## What you need to do
Give the listing again exactly, omitting its images.

## Listed entries
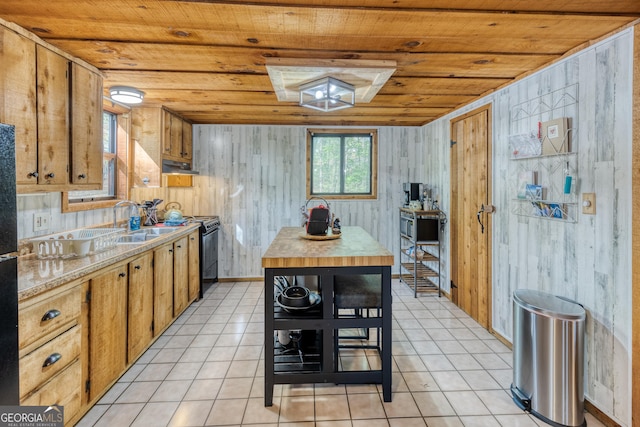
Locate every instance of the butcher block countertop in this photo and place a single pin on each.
(354, 248)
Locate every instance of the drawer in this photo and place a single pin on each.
(65, 389)
(47, 360)
(44, 318)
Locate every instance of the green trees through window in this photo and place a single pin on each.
(342, 164)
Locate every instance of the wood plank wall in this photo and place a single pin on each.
(635, 254)
(590, 260)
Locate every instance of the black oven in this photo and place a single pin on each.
(209, 228)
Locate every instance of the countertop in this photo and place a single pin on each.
(38, 275)
(355, 247)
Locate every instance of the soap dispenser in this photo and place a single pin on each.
(134, 218)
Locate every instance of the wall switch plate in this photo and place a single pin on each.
(41, 222)
(589, 203)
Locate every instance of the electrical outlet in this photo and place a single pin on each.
(589, 203)
(41, 222)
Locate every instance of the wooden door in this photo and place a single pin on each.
(471, 228)
(194, 265)
(53, 117)
(180, 275)
(86, 130)
(108, 328)
(140, 306)
(18, 100)
(162, 288)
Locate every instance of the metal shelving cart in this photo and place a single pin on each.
(420, 234)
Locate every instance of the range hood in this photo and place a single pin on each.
(172, 166)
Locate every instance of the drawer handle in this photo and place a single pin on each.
(51, 359)
(51, 314)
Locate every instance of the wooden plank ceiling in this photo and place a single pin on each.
(206, 59)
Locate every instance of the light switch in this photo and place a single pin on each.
(589, 203)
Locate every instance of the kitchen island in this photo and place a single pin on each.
(354, 253)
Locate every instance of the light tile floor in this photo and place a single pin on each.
(207, 370)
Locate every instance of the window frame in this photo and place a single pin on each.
(373, 167)
(123, 129)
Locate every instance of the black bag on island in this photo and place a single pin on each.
(318, 222)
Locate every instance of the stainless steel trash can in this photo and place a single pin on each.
(548, 357)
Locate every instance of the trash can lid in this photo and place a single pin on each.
(549, 304)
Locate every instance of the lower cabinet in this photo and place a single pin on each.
(76, 340)
(107, 328)
(50, 337)
(180, 275)
(140, 306)
(194, 265)
(162, 288)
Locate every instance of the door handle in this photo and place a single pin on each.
(484, 208)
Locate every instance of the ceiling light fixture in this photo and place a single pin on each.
(327, 94)
(126, 94)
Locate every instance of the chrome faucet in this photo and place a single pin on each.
(122, 203)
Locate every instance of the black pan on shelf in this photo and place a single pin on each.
(314, 300)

## Result of this task
Locate every instance of the butcher block countertop in this photo and place a single pin on each.
(354, 248)
Locate every instance of the drawer in this photo and place a single pin on each.
(65, 389)
(47, 360)
(44, 318)
Locate every instance of the green trees through window in this photo and place a single pin on each.
(342, 164)
Locate every instance of the wood plank wall in this photo and place a single pin on each.
(635, 254)
(590, 260)
Locate every instance of the black oven in this photo and place a single pin on each.
(209, 228)
Locate every instance of the countertop in this photo and place a single pin on each.
(38, 275)
(355, 247)
Locate every instance of the soap dispenser in this photo and place a single pin on each.
(134, 218)
Locate every instance of the wall switch plate in this photo and place a single pin on each.
(41, 222)
(589, 203)
Locate every instance of the electrical outlet in this photo and place a single pin on each.
(589, 203)
(41, 222)
Locate every instance of the wooden door in this photo and place a single pin on each.
(471, 228)
(194, 265)
(53, 117)
(180, 275)
(86, 130)
(108, 328)
(140, 306)
(18, 100)
(162, 288)
Locate every instance of the metal shelving cart in this photo and place a single pin on each.
(420, 234)
Locate every instance of the range hood in this photo and place a single pin on each.
(172, 166)
Locate every instance of the drawer handle in this photo and place a single pin on each.
(51, 359)
(51, 314)
Locate every instance of the wooden plank ceiling in this photo and place a single pin on each.
(206, 59)
Locate every instance of the light switch in this photo and place a single pin on each.
(589, 203)
Locate every instance of the kitchen island in this photo and place a single pin on each.
(354, 253)
Locate every instance of the light tile floor in this photo and place a single pin on each.
(207, 370)
Locate every instance of the window frame in this photo and place a single pin on each.
(373, 167)
(123, 129)
Locate every instance of the black bag on island in this photo and place a single pin on each.
(318, 222)
Locate every instance of the stainless steel trash can in this photo and place a single pin on each.
(548, 357)
Locate every instance of the trash can lid in this photo and place a single pin on each.
(549, 304)
Locate every instance of the lower cabinet in this photo and place a single pin on each.
(76, 340)
(107, 328)
(50, 337)
(180, 275)
(140, 306)
(194, 265)
(162, 288)
Locate every instance of the door handle in this photo and place a single pin on each.
(484, 208)
Locate every instance of the ceiling light fixture in this photo and place a single pin on each.
(327, 94)
(126, 94)
Locate every instance of the chrome faucet in this photo and place a single pin on each.
(122, 203)
Locate every instance of the black pan on shelf in this photo and place a single pin on each.
(314, 300)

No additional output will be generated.